[BEGIN EXTRACT]

An Introduction to Docker for R Users
What is Docker?
Docker is “a computer program that performs
operating-system-level
virtualization, also known as ‘containerization’”
Wikipedia. As any
first line of a Wikipedia article about tech, this sentence
is obscure
to anyone not already familiar with the content of the
article.
So, to put it more simply, Docker is a program that allows
to
manipulate (launch and stop) multiple operating systems
(called
containers) on your machine (your machine will be called the
host).
Just imagine having 10 RaspberryPi with different flavors of
Linux, each
focused on doing one simple thing, that you can turn on and
off whenever
you need to ; but all of this happens on your computer.
Why Docker & R?
Docker is designed to enclose environments inside an image /
a
container. What this allows, for example, is to have a Linux
machine on
a Macbook, or a machine with R 3.3 when your main computer
has R 3.5.
Also, this means that you can use older versions of a
package for a
specific task, while still keeping the package on your
machine
up-to-date.
This way, you can “solve” dependencies issues: if ever you
are afraid
dependencies will break your analysis when packages are
updated, build a
container that will always have the software versions you
desire: be
it Linux, R, or any package.
Docker images vs Docker containers
On your machine, you’re going to need two things: images,
and
containers. Images are the definition of the OS, while the
containers
are the actual running instances of the images. You’ll need
to install
the image just once, while the containers are to be launched
whenever
you need this instance. And of course, multiple containers
of the same
images can be run at the same time.
To compare with R, this is the same principle as installing
vs loading a
package: a package is to be downloaded once, while it has to
be launched
every time you need it. And a package can be launched in
several R
sessions at the same time easily.
Dockerfile
A Docker image is built from a Dockerfile. This file is the
configuration file, and describes several things: from what
previous
docker image you are building this one, how to configure the
OS, and
what happens when you run the container. In a sense, it’s a
little bit
like the DESCRIPTION + NAMESPACE files of an R package,
which
describes which are the dependencies to your package, gives
meta
information, and states which functions and data are to be
available to
the users library()ing the package.

[END EXTRACT]

→ **WRITTEN TASK 1**
According to the Docker introduction for R users, what things does a Dockerfile describe? List them all.
→ **WRITTEN TASK 2**
Write the next part of the Docker introduction for R users, picking up right after its last sentence.

[BEGIN STORED DATA]

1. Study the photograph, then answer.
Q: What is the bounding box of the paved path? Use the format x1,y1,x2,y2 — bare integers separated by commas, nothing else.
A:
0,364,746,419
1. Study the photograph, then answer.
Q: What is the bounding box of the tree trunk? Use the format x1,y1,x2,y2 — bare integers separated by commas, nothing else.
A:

[END STORED DATA]

→ **OUTPUT 1**
- From what previous Docker image you are building this one
- How to configure the OS
- What happens when you run the container

→ **OUTPUT 2**
So, let’s build a very basic Dockerfile for R, focused on
reproducibility. The idea is this one: I have today an
analysis that
works (for example contained in a .R file), and I want to be
sure this
analysis will always work in the future, regardless of any
update to the
packages used.
So first, create a folder for your analysis, and a
Dockerfile:
mkdir ~/mydocker
cd ~/mydocker
touch Dockerfile
FROM
Every Dockerfile starts with a FROM, which describes what
image we
are building our image from. There are a lot of official
images, and you
can also build from a local one.
This FROM is, in a way, describing the dependency of your
image ; just
as in R, when building a package, you always rely on another
package (be
it only the {base} package).
If you’re going for an R based image, Dirk Eddelbuettel
& Carl Boettiger
are maintaining rocker, a collection
of Docker images for R you can use. We’ll use the
rocker/r-base in
this blogpost.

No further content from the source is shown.